--- Start Exercise input ---

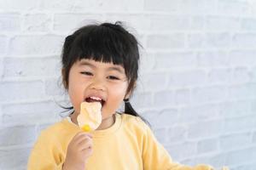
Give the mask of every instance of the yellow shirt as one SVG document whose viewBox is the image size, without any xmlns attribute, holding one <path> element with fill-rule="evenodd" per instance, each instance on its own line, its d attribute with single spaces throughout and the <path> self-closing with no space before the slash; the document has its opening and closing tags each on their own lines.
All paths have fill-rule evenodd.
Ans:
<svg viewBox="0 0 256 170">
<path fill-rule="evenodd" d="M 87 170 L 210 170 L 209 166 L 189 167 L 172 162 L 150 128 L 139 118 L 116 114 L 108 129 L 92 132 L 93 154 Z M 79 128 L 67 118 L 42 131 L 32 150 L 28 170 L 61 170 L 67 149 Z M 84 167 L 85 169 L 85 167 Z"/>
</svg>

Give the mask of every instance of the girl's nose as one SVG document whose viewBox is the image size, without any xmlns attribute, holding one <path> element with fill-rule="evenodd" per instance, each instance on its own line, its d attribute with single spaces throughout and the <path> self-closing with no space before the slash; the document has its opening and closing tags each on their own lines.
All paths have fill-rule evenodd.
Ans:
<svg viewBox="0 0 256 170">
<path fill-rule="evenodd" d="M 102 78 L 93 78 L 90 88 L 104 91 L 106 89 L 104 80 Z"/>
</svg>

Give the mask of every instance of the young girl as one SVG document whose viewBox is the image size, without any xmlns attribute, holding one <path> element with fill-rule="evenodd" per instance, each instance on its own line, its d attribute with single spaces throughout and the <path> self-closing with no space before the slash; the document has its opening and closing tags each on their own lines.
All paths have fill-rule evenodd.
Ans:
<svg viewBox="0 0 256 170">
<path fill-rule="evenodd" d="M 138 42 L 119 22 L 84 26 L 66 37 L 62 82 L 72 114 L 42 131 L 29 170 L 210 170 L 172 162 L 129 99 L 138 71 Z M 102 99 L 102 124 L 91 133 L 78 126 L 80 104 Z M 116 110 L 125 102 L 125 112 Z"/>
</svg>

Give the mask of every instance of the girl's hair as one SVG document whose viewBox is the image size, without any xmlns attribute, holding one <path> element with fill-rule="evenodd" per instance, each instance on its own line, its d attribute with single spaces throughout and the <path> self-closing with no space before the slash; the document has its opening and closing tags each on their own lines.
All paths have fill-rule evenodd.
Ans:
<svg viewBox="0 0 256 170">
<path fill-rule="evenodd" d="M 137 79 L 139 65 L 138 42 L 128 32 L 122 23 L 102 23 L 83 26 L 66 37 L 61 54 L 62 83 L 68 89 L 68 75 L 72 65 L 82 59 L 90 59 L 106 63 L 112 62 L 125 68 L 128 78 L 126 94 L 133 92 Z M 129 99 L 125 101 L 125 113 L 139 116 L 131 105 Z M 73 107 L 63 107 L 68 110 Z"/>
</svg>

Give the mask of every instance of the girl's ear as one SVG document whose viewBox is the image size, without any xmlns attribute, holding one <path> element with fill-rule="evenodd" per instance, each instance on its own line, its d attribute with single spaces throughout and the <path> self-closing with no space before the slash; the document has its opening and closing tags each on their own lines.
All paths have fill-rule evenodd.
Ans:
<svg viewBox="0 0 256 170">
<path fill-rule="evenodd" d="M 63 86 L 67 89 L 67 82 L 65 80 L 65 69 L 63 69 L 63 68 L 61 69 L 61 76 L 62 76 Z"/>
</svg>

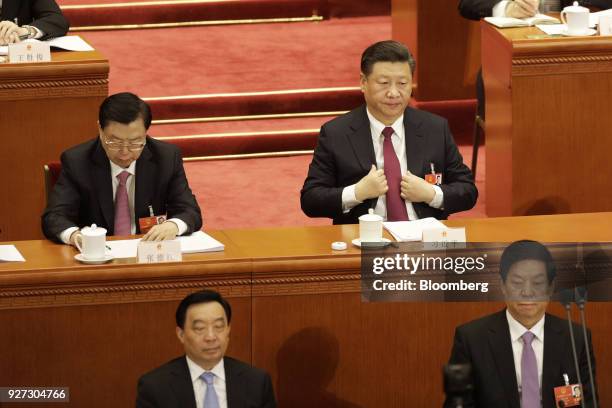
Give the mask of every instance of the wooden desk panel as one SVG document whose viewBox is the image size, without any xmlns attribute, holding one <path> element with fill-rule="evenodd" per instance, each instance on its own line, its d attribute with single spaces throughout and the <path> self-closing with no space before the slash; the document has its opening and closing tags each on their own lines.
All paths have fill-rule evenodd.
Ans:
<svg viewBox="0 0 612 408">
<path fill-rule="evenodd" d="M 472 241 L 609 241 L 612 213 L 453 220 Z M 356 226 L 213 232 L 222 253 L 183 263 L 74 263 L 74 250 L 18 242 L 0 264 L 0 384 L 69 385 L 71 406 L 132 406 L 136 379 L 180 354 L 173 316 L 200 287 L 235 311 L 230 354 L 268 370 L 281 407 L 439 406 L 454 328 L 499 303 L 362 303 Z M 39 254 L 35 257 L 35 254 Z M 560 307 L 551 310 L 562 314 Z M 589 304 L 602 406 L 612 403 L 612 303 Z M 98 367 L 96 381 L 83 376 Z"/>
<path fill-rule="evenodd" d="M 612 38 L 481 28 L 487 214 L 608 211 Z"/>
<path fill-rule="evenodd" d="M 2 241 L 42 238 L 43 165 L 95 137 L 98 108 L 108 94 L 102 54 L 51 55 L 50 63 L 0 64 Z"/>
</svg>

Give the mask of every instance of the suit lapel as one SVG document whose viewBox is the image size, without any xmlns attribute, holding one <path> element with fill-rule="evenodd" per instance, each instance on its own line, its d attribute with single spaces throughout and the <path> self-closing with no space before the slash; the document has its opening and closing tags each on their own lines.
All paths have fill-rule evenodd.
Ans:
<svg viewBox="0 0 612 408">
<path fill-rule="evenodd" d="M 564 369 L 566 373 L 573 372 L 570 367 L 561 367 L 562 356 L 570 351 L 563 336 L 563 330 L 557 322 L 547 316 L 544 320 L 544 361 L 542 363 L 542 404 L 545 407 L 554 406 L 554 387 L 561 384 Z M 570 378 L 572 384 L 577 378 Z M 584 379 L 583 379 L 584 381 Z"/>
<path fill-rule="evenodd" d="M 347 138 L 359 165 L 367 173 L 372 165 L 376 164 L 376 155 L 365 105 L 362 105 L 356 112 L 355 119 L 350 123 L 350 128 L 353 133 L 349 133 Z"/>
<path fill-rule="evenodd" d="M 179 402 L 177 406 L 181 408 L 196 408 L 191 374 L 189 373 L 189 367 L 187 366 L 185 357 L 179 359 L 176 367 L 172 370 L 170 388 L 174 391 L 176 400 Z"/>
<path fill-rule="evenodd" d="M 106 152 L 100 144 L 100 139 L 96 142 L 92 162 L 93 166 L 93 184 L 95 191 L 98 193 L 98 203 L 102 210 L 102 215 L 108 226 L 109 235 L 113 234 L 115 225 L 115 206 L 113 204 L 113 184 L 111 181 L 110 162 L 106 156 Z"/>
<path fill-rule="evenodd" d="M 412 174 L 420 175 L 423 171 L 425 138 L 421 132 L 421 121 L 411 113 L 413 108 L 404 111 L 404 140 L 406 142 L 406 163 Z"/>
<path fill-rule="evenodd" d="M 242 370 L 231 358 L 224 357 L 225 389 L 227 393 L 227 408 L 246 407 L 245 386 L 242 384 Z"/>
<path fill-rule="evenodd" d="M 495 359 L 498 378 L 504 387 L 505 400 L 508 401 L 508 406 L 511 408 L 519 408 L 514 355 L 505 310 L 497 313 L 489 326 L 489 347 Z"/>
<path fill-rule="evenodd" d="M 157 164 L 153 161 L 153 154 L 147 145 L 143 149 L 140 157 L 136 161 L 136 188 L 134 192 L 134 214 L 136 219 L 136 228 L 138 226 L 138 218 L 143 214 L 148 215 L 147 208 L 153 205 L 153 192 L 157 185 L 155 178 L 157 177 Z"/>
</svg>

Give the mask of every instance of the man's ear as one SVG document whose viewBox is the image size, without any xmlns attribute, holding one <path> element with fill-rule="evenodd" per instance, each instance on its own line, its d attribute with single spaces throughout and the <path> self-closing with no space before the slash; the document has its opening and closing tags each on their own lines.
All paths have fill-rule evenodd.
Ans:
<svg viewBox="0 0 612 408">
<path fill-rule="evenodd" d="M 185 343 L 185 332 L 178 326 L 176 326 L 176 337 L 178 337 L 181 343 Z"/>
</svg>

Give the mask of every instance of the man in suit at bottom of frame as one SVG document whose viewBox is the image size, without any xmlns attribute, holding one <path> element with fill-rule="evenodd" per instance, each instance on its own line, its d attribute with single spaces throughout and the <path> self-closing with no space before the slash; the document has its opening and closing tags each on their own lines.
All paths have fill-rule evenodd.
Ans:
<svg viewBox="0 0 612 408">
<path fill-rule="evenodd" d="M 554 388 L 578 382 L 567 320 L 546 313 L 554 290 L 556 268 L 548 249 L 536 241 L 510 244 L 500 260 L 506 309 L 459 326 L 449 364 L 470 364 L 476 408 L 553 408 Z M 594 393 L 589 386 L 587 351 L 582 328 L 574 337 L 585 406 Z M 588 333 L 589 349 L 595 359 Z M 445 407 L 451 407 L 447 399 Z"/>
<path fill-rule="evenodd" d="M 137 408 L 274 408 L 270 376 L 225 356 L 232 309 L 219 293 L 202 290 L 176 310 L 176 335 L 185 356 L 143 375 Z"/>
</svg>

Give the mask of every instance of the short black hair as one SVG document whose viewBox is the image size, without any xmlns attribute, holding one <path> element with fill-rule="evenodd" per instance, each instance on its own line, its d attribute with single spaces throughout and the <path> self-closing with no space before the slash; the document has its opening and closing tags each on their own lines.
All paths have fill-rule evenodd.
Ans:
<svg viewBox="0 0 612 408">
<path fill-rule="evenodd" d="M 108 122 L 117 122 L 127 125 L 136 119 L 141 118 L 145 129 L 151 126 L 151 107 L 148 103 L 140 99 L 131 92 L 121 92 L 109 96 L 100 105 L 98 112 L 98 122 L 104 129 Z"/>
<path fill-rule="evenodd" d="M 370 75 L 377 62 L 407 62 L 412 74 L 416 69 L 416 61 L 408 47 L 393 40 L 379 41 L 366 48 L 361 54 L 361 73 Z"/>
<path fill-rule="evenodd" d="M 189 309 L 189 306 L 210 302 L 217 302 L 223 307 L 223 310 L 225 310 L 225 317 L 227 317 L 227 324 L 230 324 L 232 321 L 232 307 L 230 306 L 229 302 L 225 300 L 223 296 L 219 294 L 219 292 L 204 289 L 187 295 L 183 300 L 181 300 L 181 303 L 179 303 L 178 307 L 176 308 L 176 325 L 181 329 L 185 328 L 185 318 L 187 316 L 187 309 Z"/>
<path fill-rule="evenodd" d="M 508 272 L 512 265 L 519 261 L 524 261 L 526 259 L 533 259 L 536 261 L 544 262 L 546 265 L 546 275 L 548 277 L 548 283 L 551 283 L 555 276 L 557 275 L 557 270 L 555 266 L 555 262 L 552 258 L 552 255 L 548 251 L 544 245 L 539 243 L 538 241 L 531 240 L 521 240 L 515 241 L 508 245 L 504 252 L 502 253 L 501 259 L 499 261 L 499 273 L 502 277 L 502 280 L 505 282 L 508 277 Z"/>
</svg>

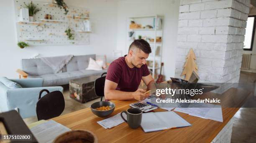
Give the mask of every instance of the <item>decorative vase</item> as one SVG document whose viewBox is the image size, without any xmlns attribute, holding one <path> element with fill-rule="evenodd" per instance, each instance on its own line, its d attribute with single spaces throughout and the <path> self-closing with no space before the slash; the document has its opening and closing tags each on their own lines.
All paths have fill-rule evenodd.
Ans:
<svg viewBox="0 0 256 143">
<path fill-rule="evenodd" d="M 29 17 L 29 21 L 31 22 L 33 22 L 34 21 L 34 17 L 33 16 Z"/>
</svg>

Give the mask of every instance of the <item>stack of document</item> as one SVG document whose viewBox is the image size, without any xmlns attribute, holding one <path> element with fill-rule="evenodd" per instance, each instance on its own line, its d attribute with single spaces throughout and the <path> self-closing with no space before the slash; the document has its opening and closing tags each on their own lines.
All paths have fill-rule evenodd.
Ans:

--- End Exercise input ---

▶ **Task details**
Reproduce word for word every line of the records from the one containing "Give the mask of every instance of the <item>decorative" through the end of the records, including both ends.

▶ **Task response**
Give the mask of every instance of the <item>decorative vase</item> as one SVG document whose viewBox is the image size, without any xmlns attribute, holding one <path> element with fill-rule="evenodd" per instance, each instance on its own line, its d attribute with single spaces throughout and the <path> self-closing with no space before the slash; the document has its opening and closing tags each on their own lines.
All paths have fill-rule evenodd.
Ans:
<svg viewBox="0 0 256 143">
<path fill-rule="evenodd" d="M 29 17 L 29 21 L 31 22 L 33 22 L 34 21 L 34 17 L 33 16 Z"/>
</svg>

Give the mask of every instance of the <item>stack of document</item> as one SVG document whose viewBox is the image size, without any xmlns attribute, holding one <path> element with fill-rule="evenodd" per instance, each instance on its own line, its d attribute with single spaces throughout and the <path> self-closing with no space before the slash; the document has its opening and closing tags each on their own lines.
All paths have fill-rule evenodd.
Ans:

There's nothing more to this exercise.